9/11: The Big Lie
- Book cover of the English version
- Author: Thierry Meyssan
- Language: French
- Publisher: Carnot Press
- Publication date: 8 March 2002
- ISBN: 978-2912362445

= 9/11: The Big Lie =

2002 book by Thierry Meyssan

L'effroyable Imposture (or "The Horrifying Fraud") is the original French title of a highly controversial and discredited 2002 book by French journalist and political activist Thierry Meyssan. Its English edition is entitled 9/11: The Big Lie.

The book argues that the attacks of September 11, 2001, were "false flag" operations directed by right-wingers in the U.S. government and the military-industrial complex who sought a casus belli for military action in Afghanistan and Iraq. A publishing sensation in France, the book has received severe criticism over its factuality in both the French and United States mainstream news media. The U.S. government has publicly denounced the book and considers it a significant international misinformation threat. The crux of the criticism emphasizes that the book contradicts much eyewitness and forensic evidence and so cannot be accepted as a factual account.

The book, reported to have sustained a number 1 bestseller position in France for six of seven weeks immediately after its launch, sold 164,100 copies in the first year, and a total of 300,000 up to date. It has since been translated into 28 languages (as of 2006)

==Synopsis==
The book questions the U.S. government version of the events and raises a large number of questions on the details of the events which, according to many observers, marked the beginning of the 21st century and changed the geopolitical world order. It makes the following claims:

=== First part: "A Bloody Stage is Set" ===
The actions that provoked the collapse of the Twin Towers in lower Manhattan and damaged part of the Pentagon in Arlington County, Virginia, were not the result of attempts by foreign suicide pilots, but were rather an action organized by a group within the U.S. administration; an internal plot aimed at driving opinion and forcing the course of events.

[DIRECTIONS]
From the bulleted lines at the top of the article on 9/11: The Big Lie, list each publication detail with its value, leaving out the cover image line. The material has no connection to the article on the book.

[INFORMATION PROVIDED]
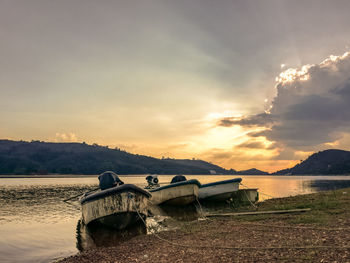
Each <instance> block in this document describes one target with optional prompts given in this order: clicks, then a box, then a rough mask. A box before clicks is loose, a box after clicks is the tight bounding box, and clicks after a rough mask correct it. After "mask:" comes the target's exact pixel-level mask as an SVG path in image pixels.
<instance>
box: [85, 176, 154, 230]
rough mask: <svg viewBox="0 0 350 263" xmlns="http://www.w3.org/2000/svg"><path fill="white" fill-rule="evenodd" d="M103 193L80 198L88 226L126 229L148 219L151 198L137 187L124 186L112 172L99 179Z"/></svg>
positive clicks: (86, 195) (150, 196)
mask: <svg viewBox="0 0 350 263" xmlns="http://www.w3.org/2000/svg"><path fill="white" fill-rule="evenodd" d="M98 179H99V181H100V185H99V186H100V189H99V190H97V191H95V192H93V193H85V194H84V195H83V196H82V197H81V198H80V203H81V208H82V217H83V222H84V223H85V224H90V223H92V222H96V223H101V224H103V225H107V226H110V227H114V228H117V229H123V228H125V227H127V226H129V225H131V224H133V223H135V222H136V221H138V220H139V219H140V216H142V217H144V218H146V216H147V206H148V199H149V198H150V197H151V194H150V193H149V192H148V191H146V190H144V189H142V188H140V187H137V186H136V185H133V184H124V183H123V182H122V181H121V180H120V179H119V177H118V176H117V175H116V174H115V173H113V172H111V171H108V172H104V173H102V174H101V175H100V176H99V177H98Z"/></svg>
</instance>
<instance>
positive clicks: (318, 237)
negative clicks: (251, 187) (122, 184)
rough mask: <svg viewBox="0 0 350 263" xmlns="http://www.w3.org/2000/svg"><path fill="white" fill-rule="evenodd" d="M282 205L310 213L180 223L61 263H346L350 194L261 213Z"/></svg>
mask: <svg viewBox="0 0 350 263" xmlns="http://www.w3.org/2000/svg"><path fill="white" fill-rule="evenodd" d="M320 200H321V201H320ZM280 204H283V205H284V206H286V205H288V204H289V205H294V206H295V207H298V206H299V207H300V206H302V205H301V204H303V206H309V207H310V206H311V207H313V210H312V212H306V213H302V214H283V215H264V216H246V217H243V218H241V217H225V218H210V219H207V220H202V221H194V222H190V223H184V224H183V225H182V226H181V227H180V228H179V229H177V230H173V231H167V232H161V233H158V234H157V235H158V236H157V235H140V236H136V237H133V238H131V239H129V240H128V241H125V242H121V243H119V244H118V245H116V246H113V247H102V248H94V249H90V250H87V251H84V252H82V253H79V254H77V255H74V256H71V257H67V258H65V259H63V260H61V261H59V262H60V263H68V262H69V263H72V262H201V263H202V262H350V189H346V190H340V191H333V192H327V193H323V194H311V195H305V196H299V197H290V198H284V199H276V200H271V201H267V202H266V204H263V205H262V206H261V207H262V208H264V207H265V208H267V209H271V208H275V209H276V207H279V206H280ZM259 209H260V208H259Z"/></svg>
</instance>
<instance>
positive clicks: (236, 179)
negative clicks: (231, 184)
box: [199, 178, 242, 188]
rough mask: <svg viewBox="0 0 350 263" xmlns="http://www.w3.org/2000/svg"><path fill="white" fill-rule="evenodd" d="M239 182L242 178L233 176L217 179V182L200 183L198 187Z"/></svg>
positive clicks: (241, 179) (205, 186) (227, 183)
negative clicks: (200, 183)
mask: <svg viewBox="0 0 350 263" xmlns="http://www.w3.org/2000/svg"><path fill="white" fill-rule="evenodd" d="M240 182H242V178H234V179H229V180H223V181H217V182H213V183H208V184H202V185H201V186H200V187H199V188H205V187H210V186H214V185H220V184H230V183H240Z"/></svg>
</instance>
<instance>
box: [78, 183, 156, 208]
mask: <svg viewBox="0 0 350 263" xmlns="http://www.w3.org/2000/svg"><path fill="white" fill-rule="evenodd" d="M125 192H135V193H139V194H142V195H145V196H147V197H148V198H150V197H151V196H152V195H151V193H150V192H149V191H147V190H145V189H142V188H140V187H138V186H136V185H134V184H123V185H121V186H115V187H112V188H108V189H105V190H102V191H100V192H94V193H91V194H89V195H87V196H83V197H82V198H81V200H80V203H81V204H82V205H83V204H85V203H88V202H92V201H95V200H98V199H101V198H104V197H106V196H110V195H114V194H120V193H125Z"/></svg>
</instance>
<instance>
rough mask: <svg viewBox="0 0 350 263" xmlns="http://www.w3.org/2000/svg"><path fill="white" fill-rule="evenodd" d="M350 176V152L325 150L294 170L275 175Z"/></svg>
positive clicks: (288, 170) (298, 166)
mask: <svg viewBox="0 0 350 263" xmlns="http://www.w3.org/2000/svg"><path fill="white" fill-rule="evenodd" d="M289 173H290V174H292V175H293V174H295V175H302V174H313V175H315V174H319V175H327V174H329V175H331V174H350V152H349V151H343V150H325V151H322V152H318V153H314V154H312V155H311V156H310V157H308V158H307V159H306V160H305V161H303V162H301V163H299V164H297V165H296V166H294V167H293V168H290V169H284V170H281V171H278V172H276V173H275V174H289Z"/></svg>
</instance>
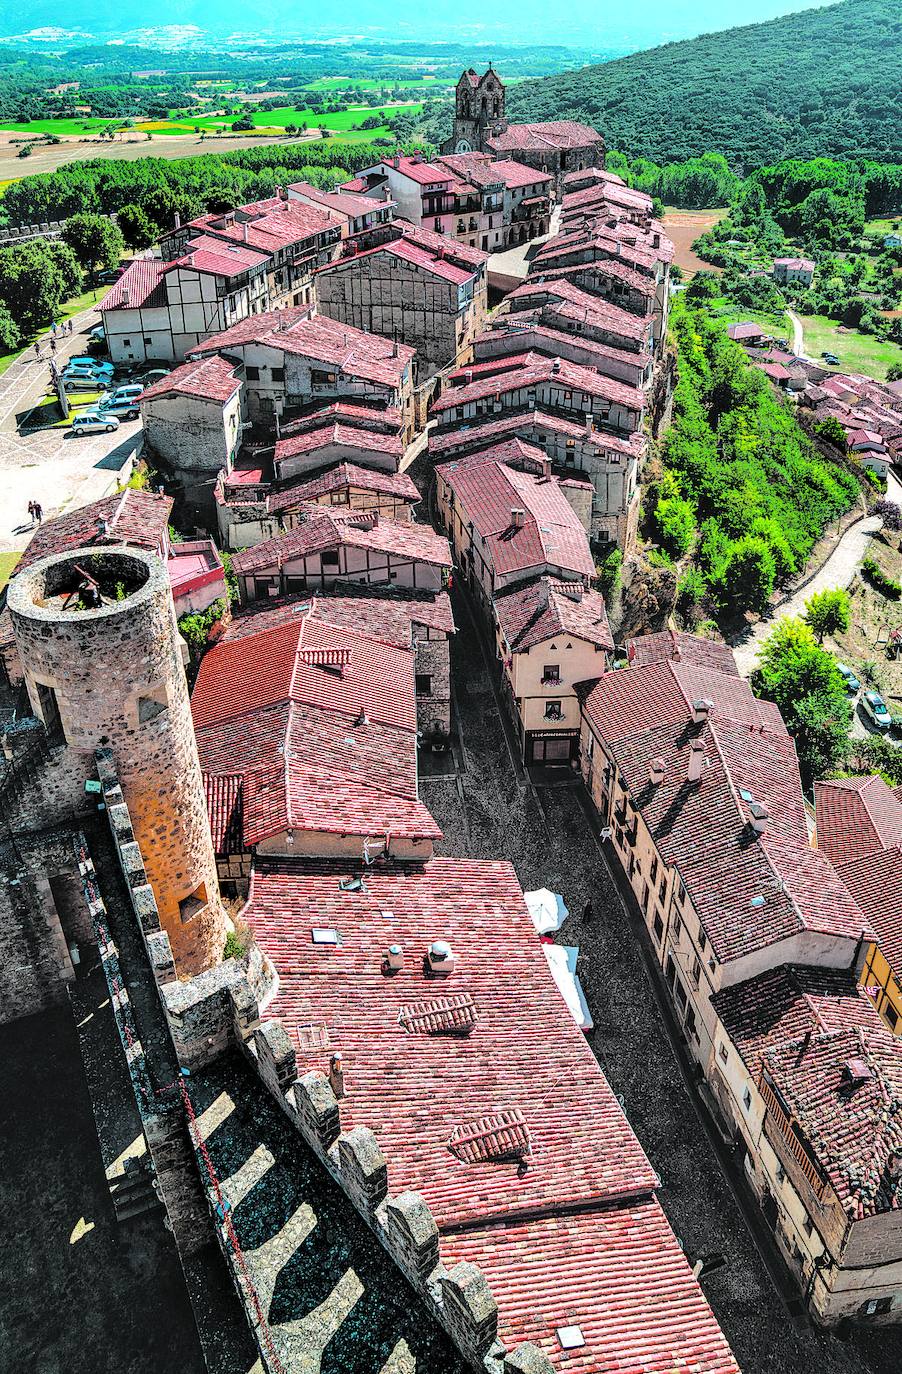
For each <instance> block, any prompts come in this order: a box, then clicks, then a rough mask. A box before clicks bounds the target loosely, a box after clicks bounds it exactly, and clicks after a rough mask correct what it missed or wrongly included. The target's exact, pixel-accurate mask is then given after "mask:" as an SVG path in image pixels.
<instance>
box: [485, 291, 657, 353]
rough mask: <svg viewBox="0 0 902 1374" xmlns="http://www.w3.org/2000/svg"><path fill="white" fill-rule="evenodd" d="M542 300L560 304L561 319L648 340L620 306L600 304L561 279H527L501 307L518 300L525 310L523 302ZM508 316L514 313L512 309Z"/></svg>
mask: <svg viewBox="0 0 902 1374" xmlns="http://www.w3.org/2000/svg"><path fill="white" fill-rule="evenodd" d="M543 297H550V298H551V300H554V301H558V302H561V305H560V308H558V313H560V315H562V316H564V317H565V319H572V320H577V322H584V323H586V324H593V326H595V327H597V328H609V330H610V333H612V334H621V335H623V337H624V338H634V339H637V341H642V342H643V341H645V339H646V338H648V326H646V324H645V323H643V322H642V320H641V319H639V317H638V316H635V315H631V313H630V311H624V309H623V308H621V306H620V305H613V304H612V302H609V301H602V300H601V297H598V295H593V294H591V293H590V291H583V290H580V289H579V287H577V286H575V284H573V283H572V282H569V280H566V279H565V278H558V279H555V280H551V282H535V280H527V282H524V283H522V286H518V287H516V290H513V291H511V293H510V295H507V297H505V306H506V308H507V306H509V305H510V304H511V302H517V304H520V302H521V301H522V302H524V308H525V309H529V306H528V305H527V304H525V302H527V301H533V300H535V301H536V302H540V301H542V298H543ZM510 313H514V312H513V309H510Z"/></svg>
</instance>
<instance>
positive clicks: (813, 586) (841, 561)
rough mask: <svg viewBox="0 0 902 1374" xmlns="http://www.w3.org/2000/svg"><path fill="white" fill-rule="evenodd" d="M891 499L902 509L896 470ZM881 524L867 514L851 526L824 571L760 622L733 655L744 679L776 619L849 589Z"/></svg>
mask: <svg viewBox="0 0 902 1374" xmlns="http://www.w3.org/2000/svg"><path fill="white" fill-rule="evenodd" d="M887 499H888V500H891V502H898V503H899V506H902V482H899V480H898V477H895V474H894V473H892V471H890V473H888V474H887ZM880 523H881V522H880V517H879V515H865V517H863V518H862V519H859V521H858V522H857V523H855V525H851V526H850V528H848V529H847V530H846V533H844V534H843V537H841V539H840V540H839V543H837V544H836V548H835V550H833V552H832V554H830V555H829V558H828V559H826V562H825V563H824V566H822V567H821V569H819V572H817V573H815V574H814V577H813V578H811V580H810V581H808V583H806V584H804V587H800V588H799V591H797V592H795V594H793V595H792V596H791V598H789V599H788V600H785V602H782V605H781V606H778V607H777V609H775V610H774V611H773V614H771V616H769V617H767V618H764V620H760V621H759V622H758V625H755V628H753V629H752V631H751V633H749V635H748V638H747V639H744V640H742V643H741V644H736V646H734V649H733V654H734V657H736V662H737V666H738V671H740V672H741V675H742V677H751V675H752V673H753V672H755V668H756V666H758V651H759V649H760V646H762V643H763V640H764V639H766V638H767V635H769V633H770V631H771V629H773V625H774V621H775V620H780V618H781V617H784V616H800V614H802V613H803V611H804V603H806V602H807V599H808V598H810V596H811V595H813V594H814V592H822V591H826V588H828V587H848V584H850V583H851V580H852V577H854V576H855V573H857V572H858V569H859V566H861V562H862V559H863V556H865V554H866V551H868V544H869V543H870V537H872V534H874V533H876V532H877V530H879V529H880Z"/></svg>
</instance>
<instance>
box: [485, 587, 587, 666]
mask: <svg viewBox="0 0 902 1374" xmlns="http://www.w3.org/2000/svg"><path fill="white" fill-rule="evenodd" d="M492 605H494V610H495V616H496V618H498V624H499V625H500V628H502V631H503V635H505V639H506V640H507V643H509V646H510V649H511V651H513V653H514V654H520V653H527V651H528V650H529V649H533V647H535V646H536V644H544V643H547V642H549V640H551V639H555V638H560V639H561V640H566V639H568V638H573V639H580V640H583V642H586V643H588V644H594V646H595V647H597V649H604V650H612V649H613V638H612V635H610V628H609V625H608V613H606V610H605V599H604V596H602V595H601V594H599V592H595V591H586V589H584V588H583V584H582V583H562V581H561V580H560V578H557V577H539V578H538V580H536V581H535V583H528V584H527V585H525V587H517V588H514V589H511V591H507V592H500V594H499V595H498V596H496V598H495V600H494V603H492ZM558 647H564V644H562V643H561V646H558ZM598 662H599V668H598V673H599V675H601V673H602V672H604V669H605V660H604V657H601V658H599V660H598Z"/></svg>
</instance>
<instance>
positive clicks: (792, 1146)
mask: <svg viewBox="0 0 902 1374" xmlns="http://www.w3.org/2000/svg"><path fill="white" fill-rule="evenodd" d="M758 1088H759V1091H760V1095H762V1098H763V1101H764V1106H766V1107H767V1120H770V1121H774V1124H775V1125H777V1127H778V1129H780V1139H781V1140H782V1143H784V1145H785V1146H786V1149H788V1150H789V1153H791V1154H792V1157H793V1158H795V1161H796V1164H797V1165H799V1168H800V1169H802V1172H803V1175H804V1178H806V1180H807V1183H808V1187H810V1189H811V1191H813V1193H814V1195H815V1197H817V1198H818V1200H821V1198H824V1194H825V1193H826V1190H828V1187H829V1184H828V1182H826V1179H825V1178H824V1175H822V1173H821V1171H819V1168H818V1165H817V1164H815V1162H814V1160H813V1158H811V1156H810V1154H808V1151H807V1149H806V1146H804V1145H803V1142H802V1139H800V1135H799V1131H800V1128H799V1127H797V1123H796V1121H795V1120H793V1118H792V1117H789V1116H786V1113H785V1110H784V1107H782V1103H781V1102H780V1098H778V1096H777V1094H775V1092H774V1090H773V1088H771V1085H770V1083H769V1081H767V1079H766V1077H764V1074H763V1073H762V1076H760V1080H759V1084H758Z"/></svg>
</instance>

[EXERCISE OUTPUT]
- Author: Thierry Meyssan
- Language: French
- Publisher: Carnot Press
- Publication date: 8 March 2002
- ISBN: 978-2912362445